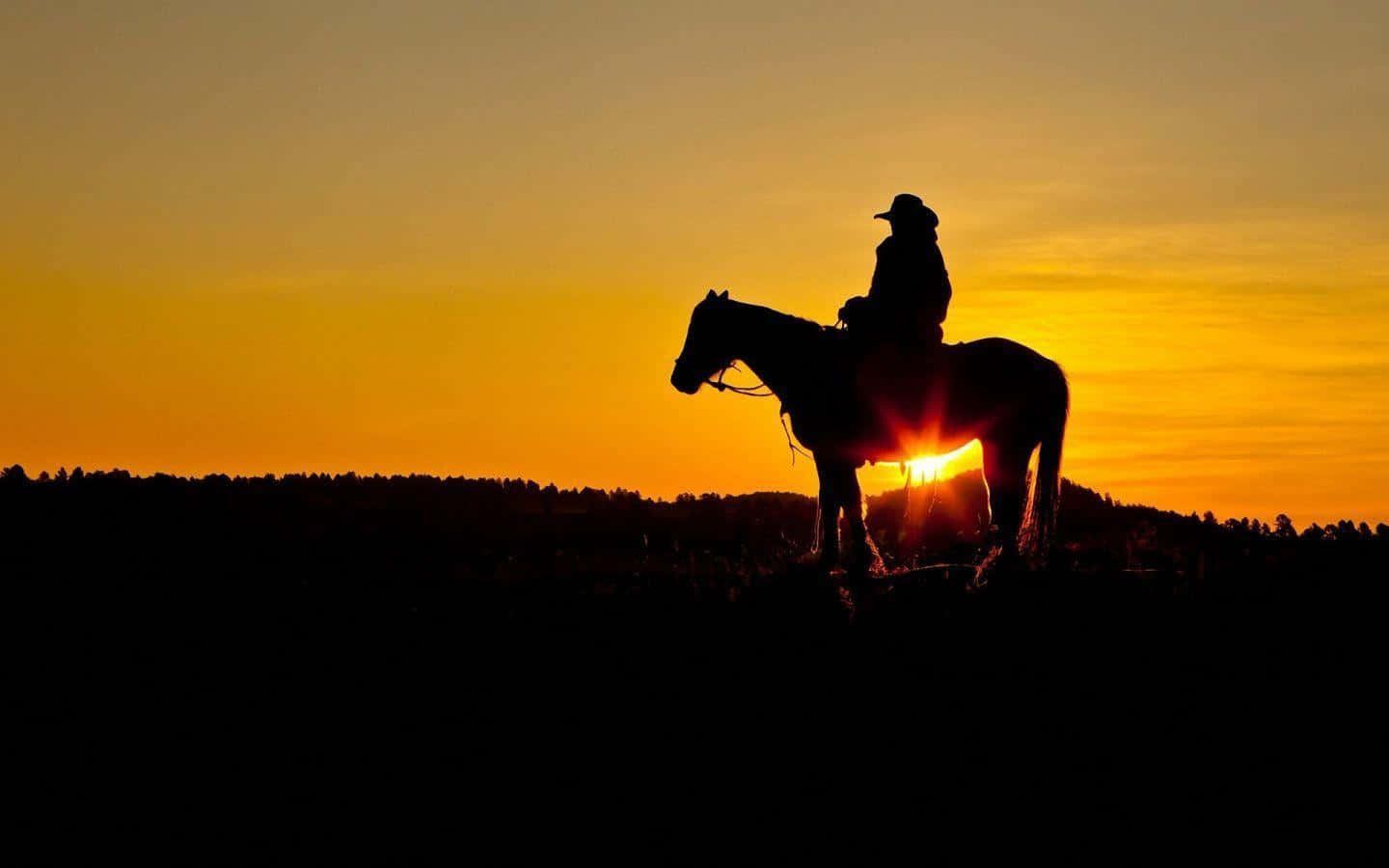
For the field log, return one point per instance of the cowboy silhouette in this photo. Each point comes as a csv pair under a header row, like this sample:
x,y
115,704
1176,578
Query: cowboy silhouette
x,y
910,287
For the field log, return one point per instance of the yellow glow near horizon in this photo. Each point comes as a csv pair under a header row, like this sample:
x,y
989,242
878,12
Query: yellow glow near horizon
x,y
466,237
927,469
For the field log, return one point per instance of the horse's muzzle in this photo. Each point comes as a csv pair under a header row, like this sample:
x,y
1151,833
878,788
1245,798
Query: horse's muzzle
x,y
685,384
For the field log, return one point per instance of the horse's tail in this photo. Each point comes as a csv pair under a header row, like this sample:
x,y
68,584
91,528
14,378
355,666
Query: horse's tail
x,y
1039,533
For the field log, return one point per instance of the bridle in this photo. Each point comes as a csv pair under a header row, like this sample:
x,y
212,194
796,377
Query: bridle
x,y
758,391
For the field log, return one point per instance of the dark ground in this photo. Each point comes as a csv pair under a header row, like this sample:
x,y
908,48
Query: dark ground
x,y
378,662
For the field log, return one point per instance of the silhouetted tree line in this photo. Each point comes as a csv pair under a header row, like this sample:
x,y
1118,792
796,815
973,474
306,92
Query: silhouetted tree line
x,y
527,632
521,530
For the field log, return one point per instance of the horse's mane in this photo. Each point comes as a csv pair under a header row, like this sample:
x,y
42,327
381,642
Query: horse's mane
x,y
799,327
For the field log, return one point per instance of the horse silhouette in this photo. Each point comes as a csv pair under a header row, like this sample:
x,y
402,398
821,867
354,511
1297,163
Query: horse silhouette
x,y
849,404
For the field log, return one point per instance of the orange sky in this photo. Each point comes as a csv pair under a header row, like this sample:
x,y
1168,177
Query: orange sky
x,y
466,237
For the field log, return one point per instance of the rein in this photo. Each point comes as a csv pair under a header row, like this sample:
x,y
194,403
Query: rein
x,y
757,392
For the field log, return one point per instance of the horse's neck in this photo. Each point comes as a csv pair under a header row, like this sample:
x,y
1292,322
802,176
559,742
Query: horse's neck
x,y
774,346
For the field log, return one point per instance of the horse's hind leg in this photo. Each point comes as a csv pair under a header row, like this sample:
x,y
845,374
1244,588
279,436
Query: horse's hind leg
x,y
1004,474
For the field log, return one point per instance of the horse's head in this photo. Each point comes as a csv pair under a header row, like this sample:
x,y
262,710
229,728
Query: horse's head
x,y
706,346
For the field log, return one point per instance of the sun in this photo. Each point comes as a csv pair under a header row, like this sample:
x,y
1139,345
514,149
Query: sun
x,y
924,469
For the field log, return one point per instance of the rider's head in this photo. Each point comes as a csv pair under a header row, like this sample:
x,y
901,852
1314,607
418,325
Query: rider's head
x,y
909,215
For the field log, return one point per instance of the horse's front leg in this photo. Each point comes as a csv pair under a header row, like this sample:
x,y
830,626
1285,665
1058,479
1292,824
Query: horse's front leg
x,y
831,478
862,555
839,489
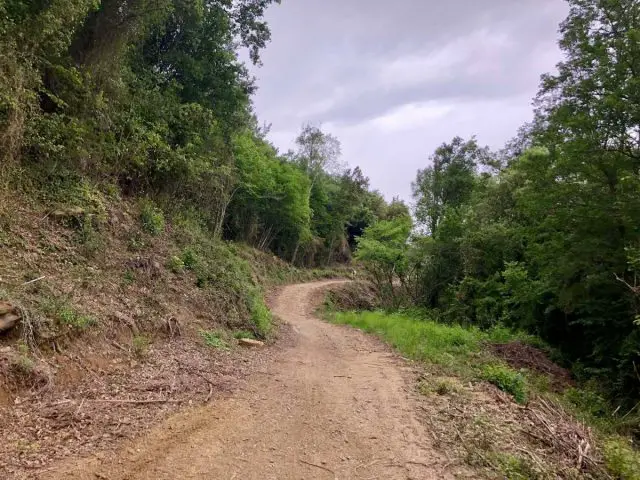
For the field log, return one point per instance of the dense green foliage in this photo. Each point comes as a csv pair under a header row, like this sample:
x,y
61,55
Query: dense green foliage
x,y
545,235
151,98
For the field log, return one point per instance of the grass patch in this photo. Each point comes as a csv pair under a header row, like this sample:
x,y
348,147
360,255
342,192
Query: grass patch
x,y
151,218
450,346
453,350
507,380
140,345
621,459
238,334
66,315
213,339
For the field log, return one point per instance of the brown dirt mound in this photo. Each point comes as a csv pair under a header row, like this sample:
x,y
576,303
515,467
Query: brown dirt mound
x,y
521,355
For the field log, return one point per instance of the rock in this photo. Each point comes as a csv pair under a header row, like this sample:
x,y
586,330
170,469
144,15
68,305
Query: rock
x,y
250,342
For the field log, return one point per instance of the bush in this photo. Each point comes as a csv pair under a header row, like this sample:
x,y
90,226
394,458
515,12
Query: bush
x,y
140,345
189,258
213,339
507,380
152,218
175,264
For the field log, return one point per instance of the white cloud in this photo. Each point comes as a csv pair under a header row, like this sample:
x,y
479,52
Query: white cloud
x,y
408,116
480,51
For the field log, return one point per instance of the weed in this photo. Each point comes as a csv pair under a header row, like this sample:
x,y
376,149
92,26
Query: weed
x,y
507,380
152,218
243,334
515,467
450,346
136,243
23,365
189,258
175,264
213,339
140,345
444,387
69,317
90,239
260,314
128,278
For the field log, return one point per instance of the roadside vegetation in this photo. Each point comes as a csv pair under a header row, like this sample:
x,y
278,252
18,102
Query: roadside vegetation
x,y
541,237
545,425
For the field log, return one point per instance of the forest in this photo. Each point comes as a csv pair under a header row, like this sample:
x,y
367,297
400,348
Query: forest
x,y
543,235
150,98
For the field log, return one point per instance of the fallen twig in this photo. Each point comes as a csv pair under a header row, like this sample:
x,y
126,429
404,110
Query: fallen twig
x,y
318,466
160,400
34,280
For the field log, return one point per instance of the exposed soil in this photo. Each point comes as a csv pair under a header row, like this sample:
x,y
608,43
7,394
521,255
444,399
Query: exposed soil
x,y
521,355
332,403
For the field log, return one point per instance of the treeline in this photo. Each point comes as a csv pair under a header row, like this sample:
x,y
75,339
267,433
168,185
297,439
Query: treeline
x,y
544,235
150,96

- _EXERCISE BRIEF_
Copy out the data above exactly, except the pictures.

- _COMPLETE OUTPUT_
For the field log, return one point per instance of the cowboy silhouette in this photo. Each point comes as a csv pair under a header row, like this sample:
x,y
115,704
1176,578
Query: cowboy silhouette
x,y
910,287
For the field log, return one point per instance of the yellow glow near horizon in this photo. Each point comes as a csv pair under a header row, like this sample:
x,y
989,242
878,12
Query: yellow glow near horizon
x,y
466,237
927,469
For the field log, return one point per instance of the horse's muzzle in this photo. Each point comes as a csv pair under a header row, like this sample:
x,y
1151,833
878,788
1245,798
Query: horse's muzzle
x,y
685,384
For the field log, return one point per instance of the horse's tail in this photo. Each point comes as a csv pair under a header row, like this sample:
x,y
68,584
91,528
14,378
355,666
Query: horse's tail
x,y
1039,533
For the field log, return one point per instance of the bridle in this photo. Each point comes as a csv pair under a header row, like this sample:
x,y
212,194
796,377
Query: bridle
x,y
758,391
For the field log, return one point per instance of the dark ground in this photo. Each point comes as a csv pair under a header row, like this sample:
x,y
908,48
Query: dark ground
x,y
378,662
For the field log, return one point per instance of the silhouetted tree line in this photo. Each point comes as a csv pair under a header row, like this sample:
x,y
1118,792
796,815
973,474
306,92
Query: silhouetted tree line
x,y
527,632
521,530
For the field log, return one point per instance of the horse's mane in this photo. Each point comes as a csv pair under a header row, like this sample:
x,y
42,327
381,642
Query: horse's mane
x,y
799,327
For the field log, return one point per instance of the horse silhouette in this photo. Each point comes as a csv pair under a header row, like this sample:
x,y
402,398
821,867
354,511
1297,163
Query: horse silhouette
x,y
849,404
For the field log, return one point per instance of the orange sky in this photo. Each point comes as a csv pair under a header row, like this sample:
x,y
1168,177
Query: orange sky
x,y
466,237
For the field log, return one point per instance of the rein in this photo. Each point comes as a csv pair under a header row, like this sample:
x,y
194,403
Query: rein
x,y
757,392
For the field log, return one point per instance of the horse's neck in this photo. Each point comes as a csv pair under a header row, like this sample:
x,y
1292,322
802,176
559,742
Query: horse's neck
x,y
774,346
For the field log, return one point per instance of the horse's hind leg in this photo. Each point comes as a csv pair under a header row, like this sample:
x,y
845,374
1244,588
279,436
Query: horse's hind leg
x,y
1004,474
For the field log, return one point per instance of the horse's head in this photo. Each point comes as a csv pair under a header row, like this sample:
x,y
262,710
229,728
Query: horse's head
x,y
706,346
For the field log, return one point per instance of the sun in this photo. Each point comes as a csv pair under a header row, like this sample:
x,y
1139,345
514,149
Query: sun
x,y
924,469
For the field log, return one point per instance of the rider's head in this photo. Each point comes as a csv pair under a header row, like this sample:
x,y
901,852
1314,607
418,325
Query: rider's head
x,y
909,215
For the field log, return one point per instance of the horse's front leg in this photo. Each point comes as a csv pair under a header row, like this sample:
x,y
830,626
1285,665
1058,479
1292,824
Query: horse's front leg
x,y
831,478
862,555
839,489
For the field log, return one point per instance of the dense green foliage in this photo. Each point comes as a csv pair under a header row, like this sample:
x,y
61,55
Query: dense green foliage
x,y
545,235
151,98
For the field log, return one point per instance of the grass patch in this photo. Each point comes as a csv pair under a header row, like this sample:
x,y
348,147
360,255
342,192
Query: grass patch
x,y
151,218
450,346
453,350
507,380
140,345
621,459
238,334
66,315
213,339
For the field log, return one point per instance of the brown dirt mound in this photo. Each point comes as a csv pair under a header row, like this sample:
x,y
576,303
515,467
Query: brown dirt mound
x,y
521,355
For the field log, return one point per instance of the rock in this photo. Each point comes as a csv pair under a header row, like this sample:
x,y
586,330
170,469
144,15
68,305
Query: rock
x,y
250,342
For the field log, return one point per instance of the bush in this photo. Each point comes as a csv pair under a header row, like this sample:
x,y
90,226
394,458
515,12
Query: bush
x,y
140,345
189,258
213,339
507,380
152,218
175,264
For the field log, return one point per instance of the white cloud in this photo. Each point comes as a csv pair under a header row, like this sample:
x,y
479,52
Query: white cloud
x,y
408,116
480,51
For the field log, return one point per instance of the weed in this photo. Each point comes as a csv pair under a header row, like this sample:
x,y
376,149
92,26
Query: weed
x,y
507,380
152,218
243,334
515,467
450,346
136,243
23,365
189,258
175,264
213,339
140,345
444,387
69,317
90,239
260,314
128,278
For the field log, return one point per instance of the roadside vegetation in this photo. Each point comes as a csv pair under a header row, like this sample:
x,y
278,252
18,102
Query: roadside vegetation
x,y
541,237
545,425
For the field log, return one point per instance of the forest in this photo. Each point comes as a csv pair under a header row, like this sample:
x,y
367,297
400,348
Query: forest
x,y
543,235
150,98
For the field log, return one point per instance of the fallen twig in this photo. Each point comes as a csv pair under a header row, like this sample:
x,y
126,429
404,110
Query: fallen twig
x,y
318,466
160,400
34,280
For the field log, return one point per instance of the exposed soil in this photo. Each point comes as a csv pair under a header row, like this sample:
x,y
608,43
7,394
521,255
444,399
Query: exposed soil
x,y
521,355
332,403
For the field log, return one point per instance of the treeline in this photo. Each point comes as a csv pair under a header row, like this sample:
x,y
75,339
267,433
168,185
297,439
Query: treeline
x,y
544,235
150,96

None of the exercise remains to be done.